** Materials provided follows **

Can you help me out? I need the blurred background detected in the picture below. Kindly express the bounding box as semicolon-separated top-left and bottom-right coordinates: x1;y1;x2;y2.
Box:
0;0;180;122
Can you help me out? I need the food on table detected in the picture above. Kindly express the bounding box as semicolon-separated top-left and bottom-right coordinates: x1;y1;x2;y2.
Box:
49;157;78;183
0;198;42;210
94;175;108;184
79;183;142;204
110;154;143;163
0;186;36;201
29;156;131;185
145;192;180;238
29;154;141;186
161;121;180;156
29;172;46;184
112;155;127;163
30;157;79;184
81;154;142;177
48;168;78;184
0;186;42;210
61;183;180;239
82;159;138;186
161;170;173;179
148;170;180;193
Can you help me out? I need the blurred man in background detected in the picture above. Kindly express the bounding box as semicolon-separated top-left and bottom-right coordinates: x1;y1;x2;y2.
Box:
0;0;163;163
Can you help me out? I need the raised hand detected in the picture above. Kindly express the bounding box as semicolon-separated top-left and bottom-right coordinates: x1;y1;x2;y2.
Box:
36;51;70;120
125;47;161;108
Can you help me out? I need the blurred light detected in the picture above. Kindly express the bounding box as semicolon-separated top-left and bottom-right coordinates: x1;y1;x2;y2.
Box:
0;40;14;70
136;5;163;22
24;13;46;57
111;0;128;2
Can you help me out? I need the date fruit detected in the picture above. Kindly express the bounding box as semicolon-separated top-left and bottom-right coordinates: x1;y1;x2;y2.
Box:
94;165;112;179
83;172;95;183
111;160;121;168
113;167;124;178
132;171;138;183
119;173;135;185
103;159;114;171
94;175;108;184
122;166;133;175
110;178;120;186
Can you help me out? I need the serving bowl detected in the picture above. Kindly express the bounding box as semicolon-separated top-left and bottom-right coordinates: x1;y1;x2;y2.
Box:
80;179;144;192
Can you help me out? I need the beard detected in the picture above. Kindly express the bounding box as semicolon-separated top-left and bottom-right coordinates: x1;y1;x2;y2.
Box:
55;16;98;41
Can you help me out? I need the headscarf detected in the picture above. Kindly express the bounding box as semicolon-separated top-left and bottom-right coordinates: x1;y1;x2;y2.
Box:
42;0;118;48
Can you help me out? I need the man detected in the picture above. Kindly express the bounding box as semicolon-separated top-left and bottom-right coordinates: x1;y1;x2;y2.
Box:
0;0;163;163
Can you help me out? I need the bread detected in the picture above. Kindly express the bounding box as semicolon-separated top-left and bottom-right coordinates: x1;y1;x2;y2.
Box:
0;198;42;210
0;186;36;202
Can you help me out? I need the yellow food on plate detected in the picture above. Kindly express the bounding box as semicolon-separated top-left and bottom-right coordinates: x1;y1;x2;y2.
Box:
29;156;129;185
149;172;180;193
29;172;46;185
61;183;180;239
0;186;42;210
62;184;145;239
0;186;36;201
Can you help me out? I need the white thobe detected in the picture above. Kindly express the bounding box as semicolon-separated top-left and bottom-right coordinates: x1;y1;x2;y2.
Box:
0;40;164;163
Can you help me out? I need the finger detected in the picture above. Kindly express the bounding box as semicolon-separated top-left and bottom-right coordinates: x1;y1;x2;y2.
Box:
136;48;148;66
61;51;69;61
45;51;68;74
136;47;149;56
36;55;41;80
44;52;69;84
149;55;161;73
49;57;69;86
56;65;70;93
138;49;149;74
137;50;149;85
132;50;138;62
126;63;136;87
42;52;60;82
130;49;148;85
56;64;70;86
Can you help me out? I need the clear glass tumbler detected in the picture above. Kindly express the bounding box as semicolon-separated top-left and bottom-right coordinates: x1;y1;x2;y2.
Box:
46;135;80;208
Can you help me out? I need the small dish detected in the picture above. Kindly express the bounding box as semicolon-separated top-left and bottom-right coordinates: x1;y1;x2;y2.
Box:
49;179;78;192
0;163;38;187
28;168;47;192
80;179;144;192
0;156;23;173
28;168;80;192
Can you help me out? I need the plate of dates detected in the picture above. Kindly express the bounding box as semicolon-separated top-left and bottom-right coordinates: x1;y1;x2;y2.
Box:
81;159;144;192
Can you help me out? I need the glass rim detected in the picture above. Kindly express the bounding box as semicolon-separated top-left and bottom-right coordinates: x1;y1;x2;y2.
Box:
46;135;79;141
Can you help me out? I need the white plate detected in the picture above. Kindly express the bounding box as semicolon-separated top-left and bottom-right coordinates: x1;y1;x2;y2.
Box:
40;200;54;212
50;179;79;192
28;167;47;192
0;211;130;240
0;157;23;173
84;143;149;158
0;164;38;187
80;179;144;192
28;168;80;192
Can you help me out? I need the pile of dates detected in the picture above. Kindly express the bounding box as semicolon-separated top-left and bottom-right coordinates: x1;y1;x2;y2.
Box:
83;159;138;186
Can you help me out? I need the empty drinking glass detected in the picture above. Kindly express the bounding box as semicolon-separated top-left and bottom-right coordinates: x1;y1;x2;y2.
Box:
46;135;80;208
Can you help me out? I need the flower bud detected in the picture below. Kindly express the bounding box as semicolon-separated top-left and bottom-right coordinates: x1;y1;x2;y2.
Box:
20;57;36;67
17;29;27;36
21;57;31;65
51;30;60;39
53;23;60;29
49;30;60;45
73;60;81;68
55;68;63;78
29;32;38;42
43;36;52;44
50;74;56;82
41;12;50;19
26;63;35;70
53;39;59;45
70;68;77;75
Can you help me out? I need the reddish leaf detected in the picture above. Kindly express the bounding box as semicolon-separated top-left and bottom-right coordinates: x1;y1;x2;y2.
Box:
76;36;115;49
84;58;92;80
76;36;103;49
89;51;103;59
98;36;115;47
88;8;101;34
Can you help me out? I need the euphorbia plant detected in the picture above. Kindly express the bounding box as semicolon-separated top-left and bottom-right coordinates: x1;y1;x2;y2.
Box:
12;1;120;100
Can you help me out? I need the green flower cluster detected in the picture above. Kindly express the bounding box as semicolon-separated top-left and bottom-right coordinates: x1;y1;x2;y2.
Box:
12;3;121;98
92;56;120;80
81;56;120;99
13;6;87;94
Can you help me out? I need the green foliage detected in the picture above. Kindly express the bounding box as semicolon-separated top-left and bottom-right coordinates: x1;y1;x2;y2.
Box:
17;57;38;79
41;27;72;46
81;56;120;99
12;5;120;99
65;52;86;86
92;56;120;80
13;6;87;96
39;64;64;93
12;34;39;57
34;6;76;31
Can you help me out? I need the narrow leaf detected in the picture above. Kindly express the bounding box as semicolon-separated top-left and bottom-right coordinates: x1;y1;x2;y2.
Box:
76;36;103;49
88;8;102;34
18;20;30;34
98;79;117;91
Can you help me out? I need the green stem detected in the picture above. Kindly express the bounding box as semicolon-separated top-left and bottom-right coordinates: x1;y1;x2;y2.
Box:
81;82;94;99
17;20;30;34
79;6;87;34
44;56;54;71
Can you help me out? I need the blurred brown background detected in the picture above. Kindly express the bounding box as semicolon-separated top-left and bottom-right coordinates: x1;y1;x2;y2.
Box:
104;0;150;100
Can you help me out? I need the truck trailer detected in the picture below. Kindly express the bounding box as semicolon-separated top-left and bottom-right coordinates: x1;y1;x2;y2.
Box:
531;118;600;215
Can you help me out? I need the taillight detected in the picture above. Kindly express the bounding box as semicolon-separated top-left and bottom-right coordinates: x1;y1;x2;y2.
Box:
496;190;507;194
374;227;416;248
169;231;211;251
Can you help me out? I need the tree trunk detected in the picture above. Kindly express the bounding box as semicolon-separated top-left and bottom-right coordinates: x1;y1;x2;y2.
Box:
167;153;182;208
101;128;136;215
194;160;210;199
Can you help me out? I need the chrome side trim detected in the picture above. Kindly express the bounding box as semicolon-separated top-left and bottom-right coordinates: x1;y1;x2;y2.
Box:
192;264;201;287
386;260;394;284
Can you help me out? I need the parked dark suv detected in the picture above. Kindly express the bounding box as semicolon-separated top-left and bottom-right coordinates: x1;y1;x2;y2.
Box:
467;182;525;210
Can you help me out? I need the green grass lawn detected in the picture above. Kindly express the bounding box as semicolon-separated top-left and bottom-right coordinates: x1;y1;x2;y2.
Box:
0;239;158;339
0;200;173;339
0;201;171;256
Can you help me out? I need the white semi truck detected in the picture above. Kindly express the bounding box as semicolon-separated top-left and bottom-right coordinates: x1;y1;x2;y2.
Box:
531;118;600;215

** End of Materials provided **

» Task prompt: Copy out every line from the material above in which the word "dates" appears.

» Task result:
Can you help me out? I need the plate of dates detected in the picture above. Kindly express the bounding box as semicolon-separated top-left and bottom-right coordinates: x1;y1;x2;y2.
Can you help me out? I need the pile of dates detected in the picture above. Kindly express the bounding box as semicolon-separated top-left and bottom-right coordinates: x1;y1;x2;y2.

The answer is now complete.